▶ PROBLEM DESCRIPTION
Reproduce word for word everything from the line containing "Isolate green metal bracket" down through the end of the rows below, including both ends.

▶ SOURCE DATA

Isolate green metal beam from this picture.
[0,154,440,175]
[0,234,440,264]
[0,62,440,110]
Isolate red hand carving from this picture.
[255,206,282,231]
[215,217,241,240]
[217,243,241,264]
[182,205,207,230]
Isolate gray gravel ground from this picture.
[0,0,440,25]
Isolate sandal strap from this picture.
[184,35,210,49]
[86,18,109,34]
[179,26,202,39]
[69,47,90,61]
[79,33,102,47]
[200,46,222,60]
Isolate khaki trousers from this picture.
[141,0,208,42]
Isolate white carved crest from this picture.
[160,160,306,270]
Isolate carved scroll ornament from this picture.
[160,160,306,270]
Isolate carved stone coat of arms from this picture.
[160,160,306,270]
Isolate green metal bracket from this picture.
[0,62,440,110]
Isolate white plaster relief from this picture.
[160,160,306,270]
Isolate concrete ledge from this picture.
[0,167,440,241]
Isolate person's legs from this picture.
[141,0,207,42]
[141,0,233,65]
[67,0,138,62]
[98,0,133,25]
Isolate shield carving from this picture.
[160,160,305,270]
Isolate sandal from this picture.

▶ FULL ANSWER
Isolate green metal bracket from this picture.
[0,62,440,110]
Isolate white plaster relief from this picture.
[160,160,306,270]
Isolate concrete ledge from this picture.
[0,167,440,241]
Isolate person's legs from this picture.
[141,0,207,42]
[141,0,233,65]
[67,0,138,62]
[98,0,133,25]
Isolate shield carving from this picture.
[160,160,305,270]
Isolate sandal from this picture.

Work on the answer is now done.